* Start Information given *

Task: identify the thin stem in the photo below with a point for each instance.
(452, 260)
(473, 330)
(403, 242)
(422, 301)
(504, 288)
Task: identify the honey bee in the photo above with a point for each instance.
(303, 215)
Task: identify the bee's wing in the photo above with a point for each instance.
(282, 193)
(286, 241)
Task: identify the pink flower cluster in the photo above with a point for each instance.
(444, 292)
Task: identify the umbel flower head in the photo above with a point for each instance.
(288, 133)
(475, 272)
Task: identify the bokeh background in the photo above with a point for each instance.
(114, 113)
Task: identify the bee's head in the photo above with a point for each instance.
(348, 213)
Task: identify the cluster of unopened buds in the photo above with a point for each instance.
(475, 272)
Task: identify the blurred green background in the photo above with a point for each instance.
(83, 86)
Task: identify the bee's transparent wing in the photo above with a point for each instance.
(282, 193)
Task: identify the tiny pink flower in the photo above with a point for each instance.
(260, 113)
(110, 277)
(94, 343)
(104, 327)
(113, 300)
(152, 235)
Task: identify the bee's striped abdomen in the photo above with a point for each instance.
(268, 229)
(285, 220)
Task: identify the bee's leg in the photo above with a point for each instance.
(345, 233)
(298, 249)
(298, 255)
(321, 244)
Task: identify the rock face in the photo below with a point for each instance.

* End Information given *
* Start Information given *

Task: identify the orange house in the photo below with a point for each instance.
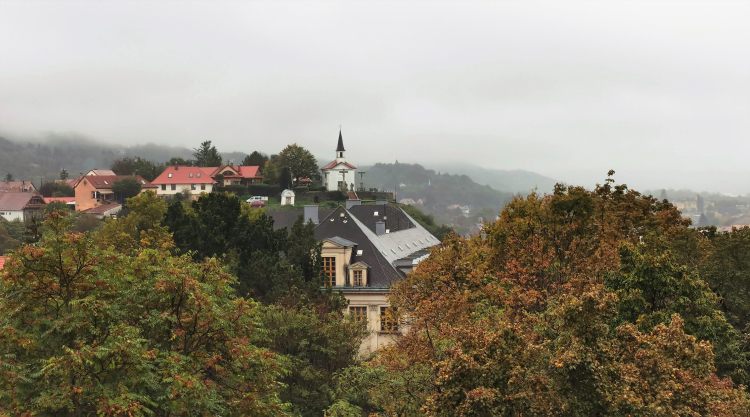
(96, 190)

* End Information given *

▶ **Task description**
Reproduce every line of the entries from the line containing "Task: identify the tiny" through the line containing "Task: identify the rock", offsetting each coordinate in the answer points by adding 90.

▶ **Task solution**
Task: identify the tiny pink flower in the photo above with a point for each instance.
(350, 203)
(200, 367)
(184, 433)
(194, 417)
(203, 390)
(242, 325)
Task: identify the bee's striped abdomen in the photo above with a point for each instance.
(358, 319)
(375, 310)
Task: identify the bee's leg in the photo above with a point for each instance.
(435, 323)
(388, 339)
(388, 345)
(411, 334)
Task: identify the rock face in the photo below with a point for each instance.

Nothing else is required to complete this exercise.